EXCERPT:
A total of $519 million in extra Commonwealth and State/Territory funding for unmet needs in disability services over 2000-01 and 2001-02 is already proving effective, according to a study released today by the Australian Institute of Health and Welfare.
The study was commissioned by the National Disability Administrators to examine the effects of the new funding and to estimate the remaining unmet need for disability services.
The study shows that on a 'snapshot day' in 2001 an additional 900 people were receiving accommodation support services, an additional 2,350 were receiving community support services and 2,425 additional people were receiving community access services.
'We were asked to do this project so that there would be some information on the table with respect to negotiations for the next Commonwealth-State/Territory Disability Agreement' said the Head of the AIHW's Disability Services Unit, Ms Ros Madden.
'As well as being able to put some numbers out, despite it being early days yet in terms of funding effects, we have also had some very positive comments back from people with disabilities and organisations delivering the services.
'For example, one young man with multiple disabilities had lived in 18 foster homes. Now, thanks to this extra funding, he is able to live in his own home, and has found employment.'
Ms Madden warned, however, that unmet needs still existed.
'Our conservative estimates are that nationally 12,500 people still need accommodation and respite services, 8,200 places are needed in community access services, and 5,400 people need employment support.

EXERCISE SET:
(1) Reproduce verbatim the portion of the disability services funding report that begins at "A total of $519" and ends after "community access services.".
(2) Extend the report on disability services funding with the passage that would follow its final sentence.

DATA ENTRIES:
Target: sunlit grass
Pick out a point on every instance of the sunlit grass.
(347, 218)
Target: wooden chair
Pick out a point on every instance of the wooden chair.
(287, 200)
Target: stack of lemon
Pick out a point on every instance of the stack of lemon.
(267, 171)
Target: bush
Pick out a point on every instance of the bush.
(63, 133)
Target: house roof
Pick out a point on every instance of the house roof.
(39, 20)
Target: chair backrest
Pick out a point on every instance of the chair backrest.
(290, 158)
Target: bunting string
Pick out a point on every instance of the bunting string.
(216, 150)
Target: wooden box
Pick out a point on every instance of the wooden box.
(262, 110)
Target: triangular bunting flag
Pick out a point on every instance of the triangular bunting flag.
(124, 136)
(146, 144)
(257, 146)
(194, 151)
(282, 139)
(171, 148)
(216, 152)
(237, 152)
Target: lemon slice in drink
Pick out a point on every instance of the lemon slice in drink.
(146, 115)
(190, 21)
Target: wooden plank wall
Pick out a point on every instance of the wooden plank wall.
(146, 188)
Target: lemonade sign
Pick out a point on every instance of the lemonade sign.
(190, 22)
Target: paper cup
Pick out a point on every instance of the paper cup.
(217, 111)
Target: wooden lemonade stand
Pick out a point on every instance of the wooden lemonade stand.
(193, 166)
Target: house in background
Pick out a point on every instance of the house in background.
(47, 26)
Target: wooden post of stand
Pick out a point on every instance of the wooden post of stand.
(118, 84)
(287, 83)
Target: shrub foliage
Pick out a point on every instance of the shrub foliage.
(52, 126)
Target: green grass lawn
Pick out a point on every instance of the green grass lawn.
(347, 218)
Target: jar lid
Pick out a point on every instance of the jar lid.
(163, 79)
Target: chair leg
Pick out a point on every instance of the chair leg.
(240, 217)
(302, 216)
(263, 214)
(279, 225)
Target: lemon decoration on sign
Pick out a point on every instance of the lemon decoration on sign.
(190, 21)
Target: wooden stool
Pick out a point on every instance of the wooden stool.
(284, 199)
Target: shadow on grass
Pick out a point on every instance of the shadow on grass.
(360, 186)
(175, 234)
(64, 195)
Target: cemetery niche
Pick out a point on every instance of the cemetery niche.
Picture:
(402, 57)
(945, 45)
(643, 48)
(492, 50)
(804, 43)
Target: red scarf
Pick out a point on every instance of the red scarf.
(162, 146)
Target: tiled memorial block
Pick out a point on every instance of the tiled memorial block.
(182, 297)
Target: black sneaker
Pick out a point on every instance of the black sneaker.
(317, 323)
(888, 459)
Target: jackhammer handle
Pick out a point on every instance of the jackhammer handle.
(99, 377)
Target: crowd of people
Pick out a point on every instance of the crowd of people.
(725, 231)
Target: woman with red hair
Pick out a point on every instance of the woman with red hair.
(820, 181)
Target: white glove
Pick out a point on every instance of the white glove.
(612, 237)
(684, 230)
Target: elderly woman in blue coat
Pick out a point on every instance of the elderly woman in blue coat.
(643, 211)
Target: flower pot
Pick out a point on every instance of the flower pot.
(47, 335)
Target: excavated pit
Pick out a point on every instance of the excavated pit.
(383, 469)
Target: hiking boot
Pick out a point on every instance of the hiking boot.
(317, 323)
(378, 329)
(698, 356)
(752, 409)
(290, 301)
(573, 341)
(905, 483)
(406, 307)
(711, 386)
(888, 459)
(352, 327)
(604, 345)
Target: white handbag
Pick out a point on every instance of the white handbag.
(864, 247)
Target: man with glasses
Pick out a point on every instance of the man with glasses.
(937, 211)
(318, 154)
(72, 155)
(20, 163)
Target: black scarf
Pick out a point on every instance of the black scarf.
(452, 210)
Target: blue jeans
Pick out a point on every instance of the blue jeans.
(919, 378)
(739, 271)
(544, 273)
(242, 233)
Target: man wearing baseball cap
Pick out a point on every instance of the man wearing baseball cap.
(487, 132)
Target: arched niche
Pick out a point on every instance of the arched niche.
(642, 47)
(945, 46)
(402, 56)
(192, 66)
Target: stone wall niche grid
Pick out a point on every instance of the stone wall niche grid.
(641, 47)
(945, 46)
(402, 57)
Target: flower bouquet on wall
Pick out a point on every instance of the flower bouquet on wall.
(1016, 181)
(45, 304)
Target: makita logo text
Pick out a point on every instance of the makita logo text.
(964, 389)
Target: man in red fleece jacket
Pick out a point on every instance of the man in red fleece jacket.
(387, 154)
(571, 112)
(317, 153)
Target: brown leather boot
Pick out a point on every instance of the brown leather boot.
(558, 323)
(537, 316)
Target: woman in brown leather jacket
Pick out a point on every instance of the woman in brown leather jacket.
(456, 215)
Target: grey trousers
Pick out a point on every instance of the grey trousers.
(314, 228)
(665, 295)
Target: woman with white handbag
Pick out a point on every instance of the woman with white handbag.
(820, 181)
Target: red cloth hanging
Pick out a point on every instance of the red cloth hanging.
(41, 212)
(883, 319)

ANSWER SET:
(1)
A total of $519 million in extra Commonwealth and State/Territory funding for unmet needs in disability services over 2000-01 and 2001-02 is already proving effective, according to a study released today by the Australian Institute of Health and Welfare.
The study was commissioned by the National Disability Administrators to examine the effects of the new funding and to estimate the remaining unmet need for disability services.
The study shows that on a 'snapshot day' in 2001 an additional 900 people were receiving accommodation support services, an additional 2,350 were receiving community support services and 2,425 additional people were receiving community access services.

(2)
'As more services come on stream as a result of this funding, the situation is expected to improve further.
'The States and Territories provided us with evidence, however, that for every additional person being assisted, somewhere between 6 and 24 more people (depending on what State or Territory you are in) are registering for services.
'In talking about the unmet needs of people with disabilities we also need to talk about the unmet needs of carers, particularly carers who are ageing themselves. This group was one of the specific target groups for the 'unmet need' extra funding.
'Our study suggests that around 3,000 more carers aged over 65 have been assisted as a result, mostly with respite and similar support services.
'But we also know that many more carers are wanting assistance, in both the over-65 and under-65 age groups.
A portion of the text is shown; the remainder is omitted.